Lift out each line of the data that holds "target".

==== RECORDS TO PROCESS ====

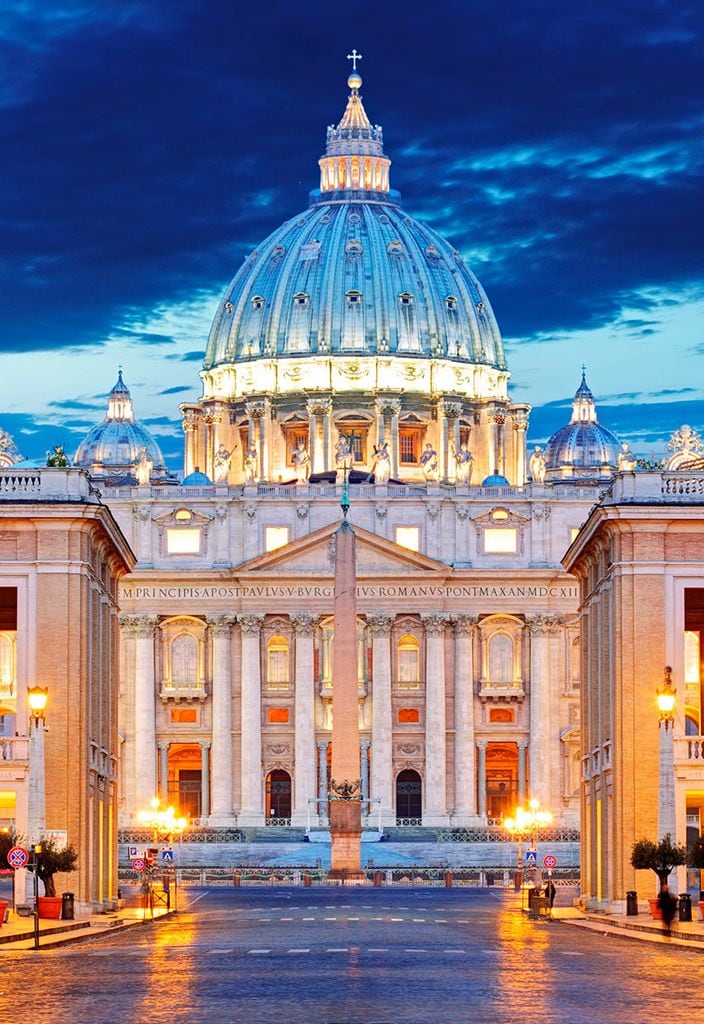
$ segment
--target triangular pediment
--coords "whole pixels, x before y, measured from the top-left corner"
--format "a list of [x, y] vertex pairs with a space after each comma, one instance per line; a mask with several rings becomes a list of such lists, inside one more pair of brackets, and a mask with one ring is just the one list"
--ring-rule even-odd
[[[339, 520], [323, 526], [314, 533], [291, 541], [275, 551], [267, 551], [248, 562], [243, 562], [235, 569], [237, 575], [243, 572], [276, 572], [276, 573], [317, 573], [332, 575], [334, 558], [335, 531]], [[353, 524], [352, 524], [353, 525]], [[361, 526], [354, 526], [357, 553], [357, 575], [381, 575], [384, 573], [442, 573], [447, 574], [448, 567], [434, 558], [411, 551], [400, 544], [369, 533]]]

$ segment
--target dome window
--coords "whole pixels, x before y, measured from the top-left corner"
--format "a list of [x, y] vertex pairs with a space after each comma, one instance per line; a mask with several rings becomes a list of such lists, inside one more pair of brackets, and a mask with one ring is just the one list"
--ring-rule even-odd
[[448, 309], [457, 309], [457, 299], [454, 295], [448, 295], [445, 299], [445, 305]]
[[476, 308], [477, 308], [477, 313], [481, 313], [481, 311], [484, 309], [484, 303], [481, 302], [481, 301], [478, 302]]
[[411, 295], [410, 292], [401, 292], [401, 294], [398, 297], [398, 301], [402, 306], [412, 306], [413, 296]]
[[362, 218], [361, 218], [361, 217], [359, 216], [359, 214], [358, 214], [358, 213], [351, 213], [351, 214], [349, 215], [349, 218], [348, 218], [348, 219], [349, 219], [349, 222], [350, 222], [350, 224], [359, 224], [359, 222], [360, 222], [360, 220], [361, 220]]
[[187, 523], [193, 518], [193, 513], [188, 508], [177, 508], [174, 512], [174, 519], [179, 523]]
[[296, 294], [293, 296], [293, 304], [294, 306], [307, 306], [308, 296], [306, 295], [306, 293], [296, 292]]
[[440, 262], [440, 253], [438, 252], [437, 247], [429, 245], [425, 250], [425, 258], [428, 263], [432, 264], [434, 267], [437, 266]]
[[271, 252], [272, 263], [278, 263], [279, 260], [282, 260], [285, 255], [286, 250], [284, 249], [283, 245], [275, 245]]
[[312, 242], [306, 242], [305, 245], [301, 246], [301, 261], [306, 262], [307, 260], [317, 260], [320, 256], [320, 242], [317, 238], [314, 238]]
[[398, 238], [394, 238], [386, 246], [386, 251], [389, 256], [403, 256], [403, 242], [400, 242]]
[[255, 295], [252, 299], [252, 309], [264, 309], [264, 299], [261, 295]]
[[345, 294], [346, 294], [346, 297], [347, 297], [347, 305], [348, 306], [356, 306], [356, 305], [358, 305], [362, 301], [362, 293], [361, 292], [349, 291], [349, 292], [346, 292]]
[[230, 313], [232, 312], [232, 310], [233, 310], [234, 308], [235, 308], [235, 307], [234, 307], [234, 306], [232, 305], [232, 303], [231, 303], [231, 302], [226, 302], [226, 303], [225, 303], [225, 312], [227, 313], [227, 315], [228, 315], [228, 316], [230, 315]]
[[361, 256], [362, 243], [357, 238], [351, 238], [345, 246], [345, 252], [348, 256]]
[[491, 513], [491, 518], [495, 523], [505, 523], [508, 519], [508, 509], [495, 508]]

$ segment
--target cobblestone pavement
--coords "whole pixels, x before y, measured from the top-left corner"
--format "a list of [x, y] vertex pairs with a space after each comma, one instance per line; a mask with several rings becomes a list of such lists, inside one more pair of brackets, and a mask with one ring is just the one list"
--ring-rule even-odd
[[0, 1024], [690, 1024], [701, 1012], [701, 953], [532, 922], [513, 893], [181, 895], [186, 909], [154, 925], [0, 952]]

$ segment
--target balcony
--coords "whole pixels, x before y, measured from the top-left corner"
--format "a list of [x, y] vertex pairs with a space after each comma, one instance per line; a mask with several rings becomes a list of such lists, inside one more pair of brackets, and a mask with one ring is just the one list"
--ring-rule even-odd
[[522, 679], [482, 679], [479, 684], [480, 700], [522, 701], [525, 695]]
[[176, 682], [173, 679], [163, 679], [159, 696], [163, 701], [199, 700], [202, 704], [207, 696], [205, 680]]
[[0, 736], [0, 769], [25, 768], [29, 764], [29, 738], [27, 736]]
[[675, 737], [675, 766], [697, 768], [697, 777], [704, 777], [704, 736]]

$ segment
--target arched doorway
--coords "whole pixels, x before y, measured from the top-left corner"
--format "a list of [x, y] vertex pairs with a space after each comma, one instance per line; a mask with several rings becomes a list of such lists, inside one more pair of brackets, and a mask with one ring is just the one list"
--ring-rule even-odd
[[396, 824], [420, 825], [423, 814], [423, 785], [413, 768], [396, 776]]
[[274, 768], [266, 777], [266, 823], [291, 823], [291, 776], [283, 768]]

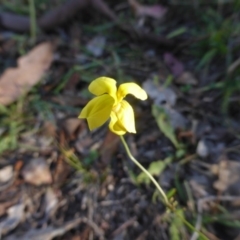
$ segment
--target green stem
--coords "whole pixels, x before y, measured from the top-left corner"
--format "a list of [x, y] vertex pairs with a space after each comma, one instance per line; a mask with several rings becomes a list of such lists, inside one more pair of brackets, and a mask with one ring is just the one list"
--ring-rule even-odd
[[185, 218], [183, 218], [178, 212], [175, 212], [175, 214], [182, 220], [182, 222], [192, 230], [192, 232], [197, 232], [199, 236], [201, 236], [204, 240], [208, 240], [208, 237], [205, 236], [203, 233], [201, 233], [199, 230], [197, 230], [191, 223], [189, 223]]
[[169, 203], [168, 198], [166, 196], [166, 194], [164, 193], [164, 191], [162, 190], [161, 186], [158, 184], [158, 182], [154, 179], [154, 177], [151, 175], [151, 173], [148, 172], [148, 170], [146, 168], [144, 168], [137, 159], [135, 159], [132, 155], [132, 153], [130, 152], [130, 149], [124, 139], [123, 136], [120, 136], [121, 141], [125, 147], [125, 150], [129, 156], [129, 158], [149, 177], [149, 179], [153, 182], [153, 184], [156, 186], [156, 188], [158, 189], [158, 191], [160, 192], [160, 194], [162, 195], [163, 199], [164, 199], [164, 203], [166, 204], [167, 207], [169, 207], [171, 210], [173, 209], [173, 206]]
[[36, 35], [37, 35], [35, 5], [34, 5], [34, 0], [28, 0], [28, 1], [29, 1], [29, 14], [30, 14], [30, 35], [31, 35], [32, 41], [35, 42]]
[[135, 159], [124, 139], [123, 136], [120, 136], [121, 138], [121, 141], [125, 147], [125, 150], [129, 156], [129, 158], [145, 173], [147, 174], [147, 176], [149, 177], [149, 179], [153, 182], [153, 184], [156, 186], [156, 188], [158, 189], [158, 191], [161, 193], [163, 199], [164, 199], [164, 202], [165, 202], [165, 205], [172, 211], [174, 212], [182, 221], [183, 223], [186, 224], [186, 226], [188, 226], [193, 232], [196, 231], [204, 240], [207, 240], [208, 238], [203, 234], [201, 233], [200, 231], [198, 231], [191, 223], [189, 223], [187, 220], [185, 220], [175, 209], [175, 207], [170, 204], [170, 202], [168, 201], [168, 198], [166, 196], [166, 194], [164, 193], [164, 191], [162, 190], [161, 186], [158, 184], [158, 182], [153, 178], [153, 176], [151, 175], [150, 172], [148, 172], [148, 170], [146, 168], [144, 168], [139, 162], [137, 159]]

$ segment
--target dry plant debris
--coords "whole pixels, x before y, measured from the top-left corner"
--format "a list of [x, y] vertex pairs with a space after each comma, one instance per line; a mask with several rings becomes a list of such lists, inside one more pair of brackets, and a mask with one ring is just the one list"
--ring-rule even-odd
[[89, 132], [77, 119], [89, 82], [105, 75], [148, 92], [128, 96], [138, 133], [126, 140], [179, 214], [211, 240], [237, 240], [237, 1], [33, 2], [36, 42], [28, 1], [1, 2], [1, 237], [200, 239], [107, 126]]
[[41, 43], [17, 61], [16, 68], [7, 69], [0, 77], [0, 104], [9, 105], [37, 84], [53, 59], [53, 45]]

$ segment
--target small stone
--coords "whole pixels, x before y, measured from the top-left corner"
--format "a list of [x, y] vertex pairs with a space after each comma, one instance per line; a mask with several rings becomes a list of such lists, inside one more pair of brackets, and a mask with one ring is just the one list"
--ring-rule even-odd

====

_WRITTEN REPLY_
--target triangular pediment
--target dome window
--target cobblestone pavement
--target balcony
--target arched doorway
--target green stem
--target dry plant debris
--target small stone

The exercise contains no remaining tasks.